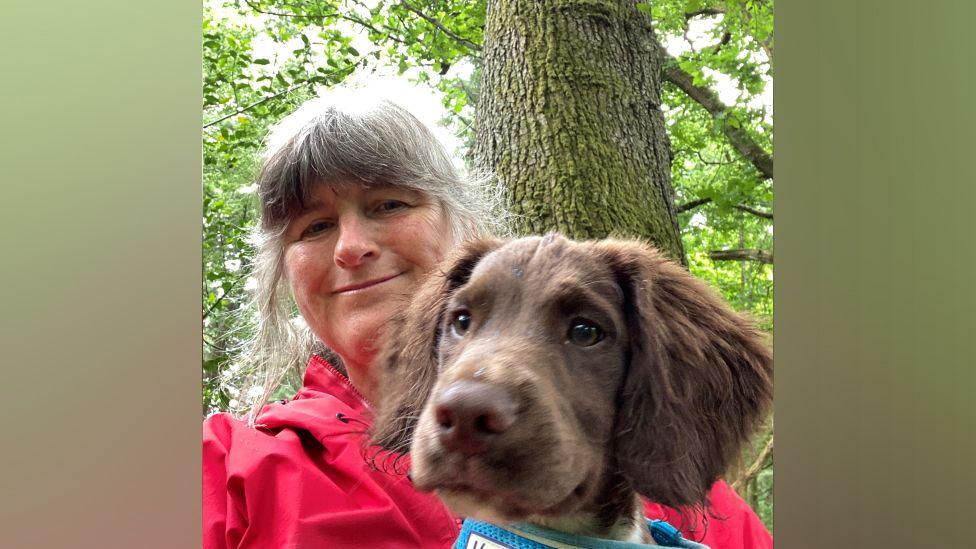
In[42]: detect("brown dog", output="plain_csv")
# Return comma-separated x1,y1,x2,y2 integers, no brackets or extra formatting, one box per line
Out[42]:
372,235,772,541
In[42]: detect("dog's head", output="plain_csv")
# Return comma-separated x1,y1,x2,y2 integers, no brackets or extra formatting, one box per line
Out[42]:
372,236,772,520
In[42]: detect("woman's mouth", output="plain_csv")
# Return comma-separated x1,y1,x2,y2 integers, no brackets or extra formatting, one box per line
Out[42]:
332,273,403,295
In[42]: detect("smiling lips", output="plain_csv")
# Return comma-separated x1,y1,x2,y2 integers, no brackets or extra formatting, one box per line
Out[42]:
332,273,403,294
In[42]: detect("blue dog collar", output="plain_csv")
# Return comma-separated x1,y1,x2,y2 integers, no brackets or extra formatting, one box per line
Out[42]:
454,519,708,549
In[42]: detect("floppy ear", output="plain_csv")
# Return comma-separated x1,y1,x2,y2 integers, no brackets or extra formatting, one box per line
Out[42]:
370,239,503,454
597,241,772,507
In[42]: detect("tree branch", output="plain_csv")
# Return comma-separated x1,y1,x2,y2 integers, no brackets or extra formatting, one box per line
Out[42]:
674,198,712,213
663,54,773,179
400,2,481,51
203,80,312,129
685,6,725,21
708,249,773,265
732,204,773,219
675,198,773,219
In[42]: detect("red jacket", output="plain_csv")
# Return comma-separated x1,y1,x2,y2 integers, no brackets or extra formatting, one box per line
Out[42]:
203,357,772,549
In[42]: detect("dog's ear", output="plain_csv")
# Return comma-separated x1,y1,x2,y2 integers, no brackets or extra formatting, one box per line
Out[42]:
370,239,503,454
596,241,772,507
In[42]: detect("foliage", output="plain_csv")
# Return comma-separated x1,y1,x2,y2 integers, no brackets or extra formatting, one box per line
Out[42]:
202,0,773,527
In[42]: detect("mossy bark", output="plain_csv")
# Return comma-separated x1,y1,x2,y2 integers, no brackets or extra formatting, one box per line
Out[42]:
475,0,684,261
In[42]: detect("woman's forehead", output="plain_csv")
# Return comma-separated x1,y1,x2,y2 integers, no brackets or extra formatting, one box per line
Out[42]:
295,180,428,213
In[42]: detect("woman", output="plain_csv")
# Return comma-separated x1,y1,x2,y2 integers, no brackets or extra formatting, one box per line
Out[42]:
203,95,772,548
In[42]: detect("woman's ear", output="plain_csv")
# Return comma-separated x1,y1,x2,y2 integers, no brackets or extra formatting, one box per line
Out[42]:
370,239,503,454
595,241,773,507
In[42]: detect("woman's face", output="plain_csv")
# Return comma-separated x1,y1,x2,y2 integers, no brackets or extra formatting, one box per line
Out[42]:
285,184,451,389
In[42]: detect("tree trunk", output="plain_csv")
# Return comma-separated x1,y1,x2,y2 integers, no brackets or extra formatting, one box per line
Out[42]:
475,0,684,262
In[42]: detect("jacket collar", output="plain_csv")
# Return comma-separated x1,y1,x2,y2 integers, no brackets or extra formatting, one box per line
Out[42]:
255,355,372,441
292,355,372,411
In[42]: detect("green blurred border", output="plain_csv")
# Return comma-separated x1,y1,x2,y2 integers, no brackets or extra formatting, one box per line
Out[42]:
775,0,976,549
0,0,202,549
0,0,976,549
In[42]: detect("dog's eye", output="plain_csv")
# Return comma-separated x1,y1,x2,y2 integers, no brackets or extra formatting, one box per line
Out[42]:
451,311,471,337
566,319,603,347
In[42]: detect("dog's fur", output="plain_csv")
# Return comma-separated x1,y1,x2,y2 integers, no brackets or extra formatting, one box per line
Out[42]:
371,235,772,541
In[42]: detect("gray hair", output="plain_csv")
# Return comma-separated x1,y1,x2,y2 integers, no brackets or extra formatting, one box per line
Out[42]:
238,90,506,426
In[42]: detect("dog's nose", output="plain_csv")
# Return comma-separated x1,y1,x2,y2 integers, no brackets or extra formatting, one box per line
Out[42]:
434,381,518,455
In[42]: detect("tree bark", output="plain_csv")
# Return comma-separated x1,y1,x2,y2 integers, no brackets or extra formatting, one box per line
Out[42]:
475,0,684,262
663,54,773,179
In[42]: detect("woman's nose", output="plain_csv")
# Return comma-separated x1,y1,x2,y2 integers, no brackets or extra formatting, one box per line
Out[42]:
333,215,380,269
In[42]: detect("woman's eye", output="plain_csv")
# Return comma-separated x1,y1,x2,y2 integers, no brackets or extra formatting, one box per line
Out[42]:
451,311,471,337
302,221,335,238
566,319,603,347
376,200,407,213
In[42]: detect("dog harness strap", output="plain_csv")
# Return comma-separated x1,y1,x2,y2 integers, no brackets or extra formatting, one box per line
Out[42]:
454,519,708,549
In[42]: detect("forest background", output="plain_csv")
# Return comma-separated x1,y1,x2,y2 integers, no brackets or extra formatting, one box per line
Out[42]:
202,0,773,531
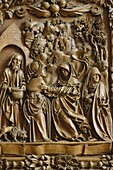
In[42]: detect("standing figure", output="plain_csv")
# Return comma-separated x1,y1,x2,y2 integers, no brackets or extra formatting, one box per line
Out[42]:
0,53,26,129
45,63,90,141
23,61,51,142
83,67,112,141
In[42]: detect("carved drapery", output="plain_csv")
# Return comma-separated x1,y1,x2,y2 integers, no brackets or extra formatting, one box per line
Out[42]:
0,0,113,169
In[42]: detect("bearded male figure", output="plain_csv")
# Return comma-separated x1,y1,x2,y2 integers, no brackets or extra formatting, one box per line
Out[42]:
0,53,26,129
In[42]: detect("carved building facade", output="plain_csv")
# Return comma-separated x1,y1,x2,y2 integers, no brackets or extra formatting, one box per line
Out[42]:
0,0,113,170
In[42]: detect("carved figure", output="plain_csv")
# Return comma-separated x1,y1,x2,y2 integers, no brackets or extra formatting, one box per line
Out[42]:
46,63,90,141
23,61,51,142
0,126,27,142
83,67,112,140
0,53,26,129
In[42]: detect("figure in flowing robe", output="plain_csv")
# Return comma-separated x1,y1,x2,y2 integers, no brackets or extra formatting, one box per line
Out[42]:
23,61,51,142
0,53,26,129
83,67,112,141
46,63,90,141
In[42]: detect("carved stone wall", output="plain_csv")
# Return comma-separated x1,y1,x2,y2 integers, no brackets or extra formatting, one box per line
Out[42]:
0,0,113,170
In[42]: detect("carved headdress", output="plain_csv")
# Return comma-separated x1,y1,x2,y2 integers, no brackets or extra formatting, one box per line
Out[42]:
58,63,71,85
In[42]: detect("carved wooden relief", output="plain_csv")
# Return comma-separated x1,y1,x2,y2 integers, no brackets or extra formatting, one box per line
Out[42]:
0,0,113,170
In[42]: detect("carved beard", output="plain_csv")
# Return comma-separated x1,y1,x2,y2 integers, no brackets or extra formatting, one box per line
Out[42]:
12,64,20,71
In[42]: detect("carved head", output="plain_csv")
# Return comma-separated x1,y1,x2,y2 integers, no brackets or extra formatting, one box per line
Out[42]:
8,53,23,70
58,63,71,82
90,67,101,83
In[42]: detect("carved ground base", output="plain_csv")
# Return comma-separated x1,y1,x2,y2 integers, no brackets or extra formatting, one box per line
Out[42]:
0,142,112,170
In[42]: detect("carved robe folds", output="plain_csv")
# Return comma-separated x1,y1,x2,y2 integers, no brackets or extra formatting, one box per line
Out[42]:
0,65,25,128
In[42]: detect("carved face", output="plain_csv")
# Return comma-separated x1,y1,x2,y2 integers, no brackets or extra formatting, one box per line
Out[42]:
12,54,22,69
92,74,100,83
60,68,69,77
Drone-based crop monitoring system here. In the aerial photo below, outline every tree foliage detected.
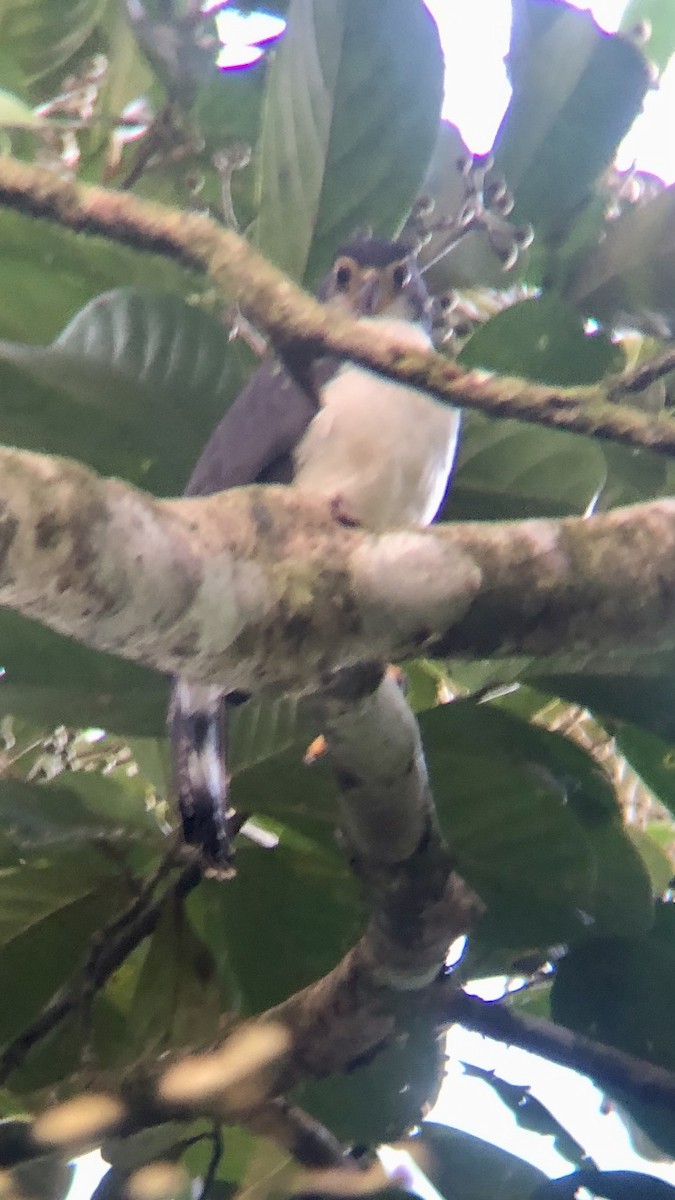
[0,0,675,1200]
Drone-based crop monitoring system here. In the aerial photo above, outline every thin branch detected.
[244,1098,343,1169]
[0,863,202,1084]
[437,982,675,1109]
[610,348,675,398]
[198,1123,223,1200]
[0,156,675,456]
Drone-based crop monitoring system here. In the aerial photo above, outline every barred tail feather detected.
[168,679,233,878]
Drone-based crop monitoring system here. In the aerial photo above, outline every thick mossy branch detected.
[0,449,675,692]
[0,156,675,456]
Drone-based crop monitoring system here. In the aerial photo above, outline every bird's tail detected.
[168,679,233,880]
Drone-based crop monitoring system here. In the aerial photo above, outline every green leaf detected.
[0,0,107,86]
[0,769,165,850]
[565,186,675,328]
[441,413,605,521]
[405,1121,546,1200]
[0,288,252,494]
[0,209,204,343]
[442,296,610,520]
[494,0,650,234]
[0,608,168,736]
[620,0,675,71]
[293,1021,446,1146]
[596,442,670,512]
[551,904,675,1154]
[0,290,255,734]
[454,1062,592,1166]
[551,904,675,1070]
[527,667,675,739]
[0,1118,74,1200]
[420,702,651,947]
[0,88,43,130]
[0,850,131,1044]
[615,725,675,815]
[195,840,364,1013]
[459,296,623,386]
[256,0,443,284]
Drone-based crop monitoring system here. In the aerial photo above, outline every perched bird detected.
[169,238,459,877]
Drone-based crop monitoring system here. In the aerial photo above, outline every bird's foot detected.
[330,493,360,529]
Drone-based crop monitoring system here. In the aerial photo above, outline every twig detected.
[610,348,675,398]
[438,980,675,1109]
[244,1098,343,1169]
[0,864,202,1084]
[198,1122,223,1200]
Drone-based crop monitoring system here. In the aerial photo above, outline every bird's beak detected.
[356,271,384,317]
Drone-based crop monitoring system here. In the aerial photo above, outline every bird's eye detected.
[392,263,410,292]
[335,264,352,292]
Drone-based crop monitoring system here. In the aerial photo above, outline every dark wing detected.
[168,359,324,878]
[185,358,319,496]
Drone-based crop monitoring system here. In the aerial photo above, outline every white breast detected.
[294,318,459,530]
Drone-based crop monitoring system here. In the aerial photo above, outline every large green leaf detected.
[459,296,623,386]
[616,725,675,816]
[406,1121,546,1200]
[294,1020,446,1146]
[0,288,252,494]
[129,896,221,1054]
[191,840,365,1013]
[0,0,108,86]
[256,0,443,284]
[495,0,650,234]
[563,186,675,329]
[443,296,610,520]
[441,413,607,521]
[0,769,165,857]
[0,848,131,1044]
[527,667,675,739]
[226,702,651,950]
[420,702,651,947]
[0,288,250,734]
[551,904,675,1154]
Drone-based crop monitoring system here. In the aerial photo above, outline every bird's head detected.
[319,238,431,328]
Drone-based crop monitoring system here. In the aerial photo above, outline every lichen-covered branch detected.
[0,450,675,692]
[436,980,675,1110]
[0,156,675,455]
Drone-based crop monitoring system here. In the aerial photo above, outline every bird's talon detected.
[303,733,328,767]
[330,496,360,529]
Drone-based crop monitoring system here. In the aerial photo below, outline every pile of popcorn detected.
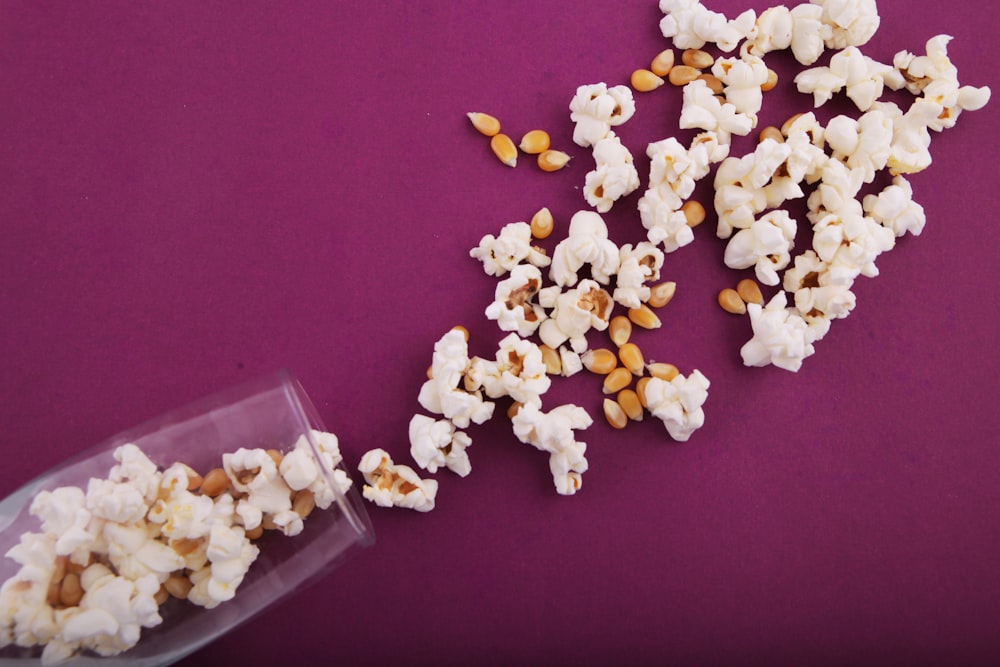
[361,0,990,511]
[0,431,352,665]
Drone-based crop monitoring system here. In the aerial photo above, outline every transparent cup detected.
[0,371,375,667]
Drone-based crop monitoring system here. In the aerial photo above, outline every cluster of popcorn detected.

**TASK DIRECTIONS:**
Reproduce verbatim the lines from the start of the records through the line containing "372,236,772,520", with both ends included. Omit any pictures from your output.

**SOLUTION BELOW:**
In[42]: detect("brown dog", output="plain_csv")
# Return comma-separated x1,y1,x2,y2 integers, no brackets or extra formatting, one box per line
Out[42]:
372,235,772,541
In[42]: detect("dog's head", output="plain_csv")
# Return comma-separated x1,y1,x2,y2 integers, no brackets or extra formatting, one box per line
Out[42]:
372,236,772,520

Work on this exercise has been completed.